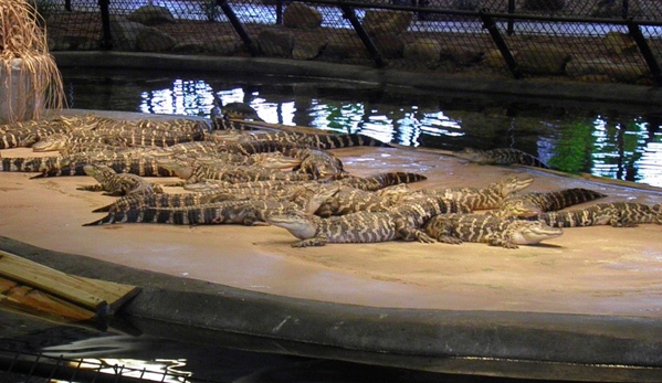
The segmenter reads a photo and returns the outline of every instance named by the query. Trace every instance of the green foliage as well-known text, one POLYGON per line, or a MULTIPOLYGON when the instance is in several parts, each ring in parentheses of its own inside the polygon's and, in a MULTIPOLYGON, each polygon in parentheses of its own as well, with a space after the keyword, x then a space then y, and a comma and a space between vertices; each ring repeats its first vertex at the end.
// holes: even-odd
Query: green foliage
POLYGON ((569 173, 579 173, 590 168, 595 138, 591 123, 575 123, 560 132, 556 155, 549 159, 549 167, 569 173))
POLYGON ((57 10, 55 0, 29 0, 30 6, 36 11, 36 23, 39 26, 44 26, 49 17, 57 10))

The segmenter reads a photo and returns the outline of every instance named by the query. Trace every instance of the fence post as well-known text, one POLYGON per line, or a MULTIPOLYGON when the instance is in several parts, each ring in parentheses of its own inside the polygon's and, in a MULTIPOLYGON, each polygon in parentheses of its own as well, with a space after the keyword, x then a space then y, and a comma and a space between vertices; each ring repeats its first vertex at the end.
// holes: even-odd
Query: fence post
POLYGON ((225 17, 228 17, 228 20, 230 20, 230 24, 232 24, 232 28, 234 28, 234 31, 239 34, 239 38, 241 39, 241 41, 243 41, 243 44, 249 49, 251 55, 259 55, 260 52, 258 51, 258 47, 255 46, 255 44, 253 44, 251 36, 243 29, 241 21, 239 21, 239 18, 234 13, 228 1, 217 0, 217 6, 221 7, 221 10, 223 10, 223 13, 225 13, 225 17))
POLYGON ((113 49, 113 36, 111 35, 111 11, 108 6, 111 0, 98 0, 98 7, 102 12, 102 49, 113 49))
POLYGON ((522 78, 522 71, 519 71, 519 66, 517 65, 515 57, 511 53, 511 50, 508 49, 508 45, 506 44, 505 40, 503 40, 501 33, 498 33, 498 29, 496 28, 494 20, 487 13, 485 13, 484 9, 479 11, 479 15, 483 21, 483 28, 490 32, 490 35, 492 36, 494 44, 501 52, 501 55, 505 60, 506 66, 508 67, 513 76, 515 78, 522 78))
MULTIPOLYGON (((515 0, 508 0, 508 14, 513 13, 515 13, 515 0)), ((515 20, 508 18, 506 34, 511 36, 513 33, 515 33, 515 20)))
POLYGON ((641 29, 639 28, 639 23, 632 20, 632 18, 628 19, 628 30, 637 46, 639 47, 639 52, 643 56, 649 70, 651 71, 651 75, 653 76, 653 81, 658 85, 662 85, 662 71, 660 71, 660 64, 658 64, 658 60, 655 55, 651 51, 651 47, 645 41, 643 33, 641 33, 641 29))
POLYGON ((383 58, 381 57, 381 53, 372 42, 372 39, 370 39, 370 36, 368 35, 368 32, 366 32, 366 30, 364 29, 364 25, 361 25, 361 23, 356 18, 354 9, 345 4, 341 4, 340 9, 343 10, 343 15, 345 17, 345 19, 349 20, 349 23, 351 24, 351 26, 354 26, 356 34, 358 34, 358 38, 362 41, 364 45, 366 45, 366 49, 368 49, 368 52, 372 56, 372 60, 375 60, 375 63, 377 63, 377 67, 383 67, 385 63, 383 58))
POLYGON ((276 25, 283 24, 283 0, 276 0, 276 25))

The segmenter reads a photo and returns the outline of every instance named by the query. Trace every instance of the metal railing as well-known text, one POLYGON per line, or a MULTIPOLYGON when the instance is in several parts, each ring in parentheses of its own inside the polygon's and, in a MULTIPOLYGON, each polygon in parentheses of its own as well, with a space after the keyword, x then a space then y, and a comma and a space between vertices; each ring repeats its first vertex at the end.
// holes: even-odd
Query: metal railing
POLYGON ((652 0, 69 0, 46 20, 52 51, 276 56, 662 85, 662 3, 652 0), (153 9, 149 19, 145 6, 161 13, 153 9))

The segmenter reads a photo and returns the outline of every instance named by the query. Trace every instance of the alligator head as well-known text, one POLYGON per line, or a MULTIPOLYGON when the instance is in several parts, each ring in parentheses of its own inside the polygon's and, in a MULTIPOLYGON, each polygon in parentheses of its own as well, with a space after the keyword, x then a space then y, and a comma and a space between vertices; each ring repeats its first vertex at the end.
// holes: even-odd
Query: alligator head
POLYGON ((66 136, 54 134, 34 142, 32 151, 56 151, 63 149, 66 145, 66 136))
POLYGON ((464 148, 462 151, 455 151, 453 156, 479 164, 491 164, 494 162, 485 151, 473 148, 464 148))
POLYGON ((500 192, 501 196, 508 196, 512 193, 518 192, 523 189, 528 188, 534 182, 533 177, 519 178, 517 175, 506 177, 497 182, 490 185, 490 189, 495 189, 500 192))

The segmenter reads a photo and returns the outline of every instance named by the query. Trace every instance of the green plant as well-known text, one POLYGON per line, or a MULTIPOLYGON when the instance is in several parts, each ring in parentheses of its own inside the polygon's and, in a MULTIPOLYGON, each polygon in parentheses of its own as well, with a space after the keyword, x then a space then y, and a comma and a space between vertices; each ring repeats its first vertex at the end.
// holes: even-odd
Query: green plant
POLYGON ((57 10, 57 3, 53 0, 29 0, 30 6, 36 11, 36 23, 45 26, 49 17, 57 10))
POLYGON ((64 105, 62 76, 49 54, 40 15, 28 0, 0 0, 0 118, 41 118, 45 108, 64 105))

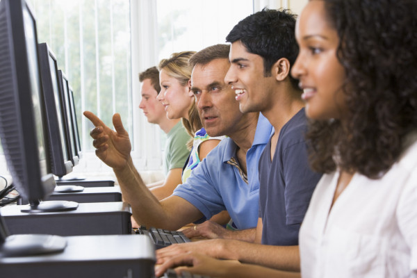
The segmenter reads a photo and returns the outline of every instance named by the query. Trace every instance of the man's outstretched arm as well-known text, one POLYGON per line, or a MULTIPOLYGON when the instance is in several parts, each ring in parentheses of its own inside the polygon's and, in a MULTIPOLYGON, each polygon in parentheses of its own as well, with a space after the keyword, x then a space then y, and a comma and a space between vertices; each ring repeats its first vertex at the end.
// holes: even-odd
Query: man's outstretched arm
POLYGON ((195 206, 181 197, 172 196, 160 203, 152 195, 133 165, 129 134, 119 114, 113 118, 115 131, 92 113, 85 111, 84 115, 96 126, 90 133, 96 154, 113 168, 124 199, 131 204, 138 223, 177 229, 202 217, 195 206))

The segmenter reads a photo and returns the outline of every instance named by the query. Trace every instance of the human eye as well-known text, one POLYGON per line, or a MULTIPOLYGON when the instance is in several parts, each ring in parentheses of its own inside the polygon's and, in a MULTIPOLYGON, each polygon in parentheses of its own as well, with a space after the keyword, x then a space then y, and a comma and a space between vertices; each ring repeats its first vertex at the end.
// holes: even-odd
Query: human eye
POLYGON ((309 47, 309 50, 312 55, 320 54, 323 49, 321 47, 309 47))
POLYGON ((238 68, 239 68, 239 69, 243 69, 243 68, 246 67, 246 65, 244 65, 241 63, 238 63, 237 65, 238 65, 238 68))
POLYGON ((212 92, 217 92, 217 91, 218 91, 220 90, 220 88, 218 86, 212 86, 210 88, 210 90, 212 91, 212 92))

**BRIEF:**
Please count the lines in the records above that contain the word "outstretched" and reply with that number alone.

**SOLUTION TO THIS TASK:**
2